Mersana faces the inevitable
Emilta-L continues to show worse efficacy than a rival ADC discontinued by Pfizer.
Emilta-L continues to show worse efficacy than a rival ADC discontinued by Pfizer.

Mersana's attempt at reheating an unconvincing phase 1 dataset concerning its anti-B7-H4 ADC emiltatug ledadotin didn't cut any ice on Thursday with investors, who sent the group's stock down 17%.
The best that can be said is that the company has claimed two new responses, for a confirmed ORR of 31%, up from the 23% it cited in January in the same 26 patients. However, this is still a heavily curated dataset, focusing only on patients expressing B7-H4 at 70% or higher, and given what Mersana calls "intermediate" emilta-L doses of 38.1-67.4mg/m2.
Across all levels of B7-H4 expressions the study has actually now treated 141 subjects, including 83 given the 38.1-67.4mg/m2 doses. The results are central to what remains of Mersana's investment case since the company doubled down on emilta-L and cut 55% of its workforce earlier this month.

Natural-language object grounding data
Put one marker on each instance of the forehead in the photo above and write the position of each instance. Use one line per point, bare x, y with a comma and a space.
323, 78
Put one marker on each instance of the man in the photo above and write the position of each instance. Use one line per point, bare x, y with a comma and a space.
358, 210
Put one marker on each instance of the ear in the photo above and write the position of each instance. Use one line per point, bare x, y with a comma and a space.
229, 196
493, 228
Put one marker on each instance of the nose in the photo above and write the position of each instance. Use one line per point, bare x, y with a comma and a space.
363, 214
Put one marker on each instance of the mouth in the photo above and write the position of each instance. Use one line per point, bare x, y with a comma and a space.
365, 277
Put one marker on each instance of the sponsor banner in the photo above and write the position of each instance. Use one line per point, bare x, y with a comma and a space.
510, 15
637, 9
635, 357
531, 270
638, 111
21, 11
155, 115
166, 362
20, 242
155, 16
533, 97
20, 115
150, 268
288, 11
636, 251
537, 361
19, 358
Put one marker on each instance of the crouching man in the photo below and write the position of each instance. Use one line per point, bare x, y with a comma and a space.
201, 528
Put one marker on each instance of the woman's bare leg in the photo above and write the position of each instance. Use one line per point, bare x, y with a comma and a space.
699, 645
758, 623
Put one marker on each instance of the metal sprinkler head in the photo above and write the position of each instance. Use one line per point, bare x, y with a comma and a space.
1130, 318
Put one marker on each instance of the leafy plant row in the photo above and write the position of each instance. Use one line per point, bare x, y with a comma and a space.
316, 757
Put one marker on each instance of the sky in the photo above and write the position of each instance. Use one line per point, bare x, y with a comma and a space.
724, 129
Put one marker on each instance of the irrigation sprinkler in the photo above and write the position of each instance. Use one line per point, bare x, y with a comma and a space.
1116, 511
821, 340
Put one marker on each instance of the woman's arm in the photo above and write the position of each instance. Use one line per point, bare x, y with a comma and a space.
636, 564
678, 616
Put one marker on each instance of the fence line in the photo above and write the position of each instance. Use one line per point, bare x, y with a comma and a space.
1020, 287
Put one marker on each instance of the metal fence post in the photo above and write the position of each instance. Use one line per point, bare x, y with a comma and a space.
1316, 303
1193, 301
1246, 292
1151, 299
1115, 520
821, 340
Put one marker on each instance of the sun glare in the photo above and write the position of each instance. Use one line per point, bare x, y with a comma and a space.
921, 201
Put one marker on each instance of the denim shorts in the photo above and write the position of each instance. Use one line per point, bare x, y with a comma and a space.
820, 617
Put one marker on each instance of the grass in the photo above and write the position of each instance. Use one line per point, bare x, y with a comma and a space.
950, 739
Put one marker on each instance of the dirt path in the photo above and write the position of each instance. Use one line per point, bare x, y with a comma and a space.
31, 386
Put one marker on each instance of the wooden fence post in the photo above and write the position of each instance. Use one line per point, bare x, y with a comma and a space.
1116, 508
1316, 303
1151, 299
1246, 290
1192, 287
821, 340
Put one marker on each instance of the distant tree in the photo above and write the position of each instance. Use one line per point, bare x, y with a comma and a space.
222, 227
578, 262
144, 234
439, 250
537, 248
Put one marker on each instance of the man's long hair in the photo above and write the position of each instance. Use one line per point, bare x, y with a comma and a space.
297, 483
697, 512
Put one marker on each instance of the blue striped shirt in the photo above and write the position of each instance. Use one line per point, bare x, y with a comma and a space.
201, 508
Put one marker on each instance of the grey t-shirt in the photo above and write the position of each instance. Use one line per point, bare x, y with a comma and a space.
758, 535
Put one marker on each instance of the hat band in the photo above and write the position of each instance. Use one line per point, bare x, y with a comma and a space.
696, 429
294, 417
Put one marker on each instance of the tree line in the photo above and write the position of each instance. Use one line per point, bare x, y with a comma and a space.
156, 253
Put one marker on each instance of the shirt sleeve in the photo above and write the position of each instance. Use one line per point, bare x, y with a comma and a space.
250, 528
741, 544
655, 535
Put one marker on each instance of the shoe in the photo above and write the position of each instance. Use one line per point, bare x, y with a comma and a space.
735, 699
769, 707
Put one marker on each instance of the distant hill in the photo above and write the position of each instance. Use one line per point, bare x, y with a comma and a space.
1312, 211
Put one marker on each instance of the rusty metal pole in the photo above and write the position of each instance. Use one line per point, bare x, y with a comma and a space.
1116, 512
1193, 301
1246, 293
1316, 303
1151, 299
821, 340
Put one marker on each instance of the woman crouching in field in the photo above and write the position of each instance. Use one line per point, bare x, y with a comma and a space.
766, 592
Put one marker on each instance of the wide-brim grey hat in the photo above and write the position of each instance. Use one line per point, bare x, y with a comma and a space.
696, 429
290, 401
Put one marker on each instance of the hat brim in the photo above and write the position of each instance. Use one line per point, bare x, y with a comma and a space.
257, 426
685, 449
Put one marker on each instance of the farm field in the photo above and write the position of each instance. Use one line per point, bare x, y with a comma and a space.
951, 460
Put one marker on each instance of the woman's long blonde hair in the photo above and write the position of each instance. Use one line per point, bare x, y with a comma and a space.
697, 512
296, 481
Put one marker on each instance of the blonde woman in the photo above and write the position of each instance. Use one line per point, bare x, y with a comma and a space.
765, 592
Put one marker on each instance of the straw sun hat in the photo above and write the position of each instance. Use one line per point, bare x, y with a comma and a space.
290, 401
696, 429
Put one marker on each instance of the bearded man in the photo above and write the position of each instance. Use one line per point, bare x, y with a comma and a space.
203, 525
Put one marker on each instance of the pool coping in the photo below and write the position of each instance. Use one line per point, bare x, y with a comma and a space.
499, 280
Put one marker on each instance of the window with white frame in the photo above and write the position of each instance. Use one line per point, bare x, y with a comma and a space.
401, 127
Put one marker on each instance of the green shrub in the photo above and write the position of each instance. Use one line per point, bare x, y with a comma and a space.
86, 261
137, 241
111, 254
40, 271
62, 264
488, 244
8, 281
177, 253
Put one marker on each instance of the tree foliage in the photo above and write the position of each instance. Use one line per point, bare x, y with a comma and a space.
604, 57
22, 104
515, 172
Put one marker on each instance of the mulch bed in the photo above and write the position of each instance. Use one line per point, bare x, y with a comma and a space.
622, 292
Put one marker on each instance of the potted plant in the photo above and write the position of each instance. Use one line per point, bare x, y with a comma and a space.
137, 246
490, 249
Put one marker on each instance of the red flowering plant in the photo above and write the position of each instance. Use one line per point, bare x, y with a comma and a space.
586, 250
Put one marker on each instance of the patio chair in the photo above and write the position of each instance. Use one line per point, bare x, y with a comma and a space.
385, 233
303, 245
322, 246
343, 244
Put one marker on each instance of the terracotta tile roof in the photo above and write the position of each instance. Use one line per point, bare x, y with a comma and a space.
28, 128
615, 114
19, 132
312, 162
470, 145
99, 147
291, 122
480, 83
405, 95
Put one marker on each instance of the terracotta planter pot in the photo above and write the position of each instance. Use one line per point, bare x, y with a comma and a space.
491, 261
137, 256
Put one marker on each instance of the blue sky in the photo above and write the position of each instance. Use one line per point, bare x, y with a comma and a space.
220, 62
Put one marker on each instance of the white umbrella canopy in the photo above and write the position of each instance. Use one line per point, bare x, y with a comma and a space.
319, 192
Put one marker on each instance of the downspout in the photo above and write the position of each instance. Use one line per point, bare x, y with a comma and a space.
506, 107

— ACTIVITY 1 —
Using the passage about Mersana, decide whether each statement agrees with it. For each, answer yes or no and quote the words that decide it.
(a) Mersana's stock fell 17% on Thursday.
(b) The confirmed ORR of 31% was measured in a larger group of patients than the January figure.
(c) Mersana cut 55% of its workforce.
— ACTIVITY 2 —
List every percentage figure that appears in the passage about Mersana.
— ACTIVITY 3 —
Write the next part of the passage about Mersana, starting after its last sentence.

— OUTPUT 1 —
(a) Yes: "sent the group's stock down 17%"
(b) No: "in the same 26 patients"
(c) Yes: "cut 55% of its workforce earlier this month"

— OUTPUT 2 —
17%, 31%, 23%, 70%, 55%

— OUTPUT 3 —
The phase 1 dataset comprised breast ovarian and endometrial cancers and adenoid cystic carcinoma, but the focus for emilta-L is triple-negative breast cancer. Unfortunately for Mersana, the two new responses did not occur in this cancer type, so for the curated 13 TNBC patients the confirmed ORR stands at 23% – unchanged from January.
This left Mersana digging yet further into the subgroups, to claim a 29% ORR among the seven TNBC patients who were B7-H4-high and happened to have received four or more prior treatment lines in the metastatic setting. There were no responses among the subgroup of 11 similar patients who had B7-H4 "low" expression, the company said.
Mersana's evolving emilta-L dataset
Cutoff | All cancers with B7-H4≥70%, given “intermediate” doses | TNBC with B7-H4≥70%, given “intermediate” doses |
---|---|---|
13 Dec 2024 | cORR 23% (6/26) | cORR 23% (3/13) |
8 Mar 2025 | cORR 31% (8/26) | cORR 23% (3/13) |
Source: OncologyPipeline.
Whatever analytical gymnastics the company performs with this dataset, the uncomfortable fact remains that emilta-L is underperforming a competing anti-B7-H4 ADC, felmetatug vedotin, whose data weren't convincing enough to persuade Pfizer to press ahead.
Felmeta-V had to its name a 35% ORR among 16 TNBC patients with B7-H4 expression down to 25%, as well as some responses in even lower expressers. Nevertheless, Pfizer revealed its discontinuation in February, citing a low probability of it showing a "meaningful improvement over standard-of-care chemotherapy".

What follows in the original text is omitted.